Unfortunately, I did not have the pleasure of knowing my paternal grandmother. She left this earth long before I entered it.
To me she remains a one-dimensional image of a regal, stern-faced matriarch frozen in shades of sepia, sitting on a grand ornamental chair.
I will never know for sure if it was her nature to be stern and formal or was it the visage one was expected to sport in her time when sitting for a photograph?
While practising the perfect pose, did she ever imagine that almost 80 years later, a grandchild would form an impression based on the frozen relic of a click and flash?
I will never know, first hand, which of her traits or mannerisms got filtered down to me via the genes that now form my personality. A cloud of mystery will always surround her image.
The memory of my maternal grandmother, on the other hand, is a kaleidoscope of changing colours and expressions. One eyebrow raised meant disapproval, a slight twist of her mouth meant disdain, an open laugh meant thorough enjoyment of a joke. Hundreds of photographs taken of her draped in pastel chiffons wearing her signature pearls, form a multifaceted collage in my memory.
Her presence influenced my life in ways that affect me daily. My belief in the use of natural products is a result of watching her pamper her perfect complexion with a concoction of simple kitchen cosmetics.
A voracious appetite for reading comes from the many summers sitting on the wooden bench in her garden, listening to her read from favourite novels spanning centuries of customs and rituals of Red Indians, Russian Cossacks or Japanese Samurai.

Natural-language region descriptions
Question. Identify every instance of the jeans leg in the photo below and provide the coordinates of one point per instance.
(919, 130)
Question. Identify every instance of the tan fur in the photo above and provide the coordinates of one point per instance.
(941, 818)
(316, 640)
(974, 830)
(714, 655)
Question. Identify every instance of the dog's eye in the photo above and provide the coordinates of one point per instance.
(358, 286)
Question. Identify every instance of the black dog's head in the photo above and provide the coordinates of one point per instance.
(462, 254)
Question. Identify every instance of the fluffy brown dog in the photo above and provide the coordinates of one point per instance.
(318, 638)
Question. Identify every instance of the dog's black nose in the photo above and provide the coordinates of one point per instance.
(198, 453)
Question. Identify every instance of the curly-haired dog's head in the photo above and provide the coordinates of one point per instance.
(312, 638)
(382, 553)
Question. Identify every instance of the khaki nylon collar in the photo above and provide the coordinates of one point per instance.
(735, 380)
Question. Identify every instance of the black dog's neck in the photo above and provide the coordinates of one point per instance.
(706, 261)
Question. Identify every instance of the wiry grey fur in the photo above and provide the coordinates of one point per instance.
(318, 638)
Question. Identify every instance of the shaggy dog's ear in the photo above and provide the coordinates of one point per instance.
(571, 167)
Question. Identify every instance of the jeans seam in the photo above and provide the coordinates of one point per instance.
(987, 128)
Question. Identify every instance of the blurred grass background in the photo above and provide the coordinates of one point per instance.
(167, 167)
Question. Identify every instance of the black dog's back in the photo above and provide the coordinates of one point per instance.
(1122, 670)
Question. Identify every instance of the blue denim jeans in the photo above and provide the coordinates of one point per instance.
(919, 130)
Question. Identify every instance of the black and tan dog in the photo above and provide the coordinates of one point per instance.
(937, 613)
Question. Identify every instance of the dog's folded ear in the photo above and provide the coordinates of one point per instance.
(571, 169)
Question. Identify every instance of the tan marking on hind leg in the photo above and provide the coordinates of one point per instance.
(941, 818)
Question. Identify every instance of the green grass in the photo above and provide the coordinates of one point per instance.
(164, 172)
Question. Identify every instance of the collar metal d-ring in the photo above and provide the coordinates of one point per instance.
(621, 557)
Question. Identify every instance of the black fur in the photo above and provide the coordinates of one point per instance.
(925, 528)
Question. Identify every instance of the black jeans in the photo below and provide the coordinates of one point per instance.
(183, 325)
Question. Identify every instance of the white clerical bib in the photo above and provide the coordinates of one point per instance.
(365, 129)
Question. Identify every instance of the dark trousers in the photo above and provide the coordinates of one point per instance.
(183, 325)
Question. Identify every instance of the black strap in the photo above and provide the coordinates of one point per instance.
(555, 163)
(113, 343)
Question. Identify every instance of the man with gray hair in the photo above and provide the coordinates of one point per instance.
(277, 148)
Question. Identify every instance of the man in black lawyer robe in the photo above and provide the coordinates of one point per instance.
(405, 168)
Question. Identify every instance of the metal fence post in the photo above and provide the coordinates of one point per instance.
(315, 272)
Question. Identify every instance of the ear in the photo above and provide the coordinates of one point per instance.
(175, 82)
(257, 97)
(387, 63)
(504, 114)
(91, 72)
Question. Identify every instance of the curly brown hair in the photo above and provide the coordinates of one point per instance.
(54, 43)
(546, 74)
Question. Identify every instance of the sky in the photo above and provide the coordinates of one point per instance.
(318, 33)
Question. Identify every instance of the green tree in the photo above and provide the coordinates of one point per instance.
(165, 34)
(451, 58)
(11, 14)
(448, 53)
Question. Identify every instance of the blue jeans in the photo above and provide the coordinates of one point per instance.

ACTIVITY A
In the essay about the two grandmothers, what did a single raised eyebrow from the maternal grandmother signal?
ACTIVITY B
Write the next part of the essay about the two grandmothers, picking up after its final sentence.
None of the rows are needed for what comes next.

ANSWER A
Disapproval.

ANSWER B
In the motion picture of my childhood, she deserves an award for so many supporting rolls — the ‘guardian' on my boarding school forms; the face I looked for at the railway station during school holidays and the person I waved goodbye to at the airport when I flew off to see my parents. Her home was my finishing school where I was taught how to set a table correctly, eat with a fork and knife and keep elbows off the table.
Today when I step into a bookstore, my mind meanders to days, so long ago, when a grandmother would plan a fortnightly day trip with her granddaughter.
Therapeutic silence
Starting with breakfast at a small café that served the best scrambled eggs in town, we would go across the city to the quaint familiar bookstore my grandmother frequented as a child! We would browse in therapeutic silence through wooden shelves of fresh new paperbacks, rich hard cover classics and old encyclopaedias. Then, clutching large brown bags filled with adventure, we would stagger out intoxicated by the woody smell of paper and antique wood.
Our favourite restaurant was a 10- minute walk across noisy, bustling narrow streets. It was a popular and extremely busy haunt that served divine spicy chicken curry and steaming hot butter naans accompanied with thick cold sweet buttermilk in clay mugs.
Completely satiated, we would walk across to the park, take out each book and read the synopsis to decide which adventure to jump into first.
Invariably our reading would start right away, oblivious to the stray dogs, the sweaty joggers or loud hawkers around us.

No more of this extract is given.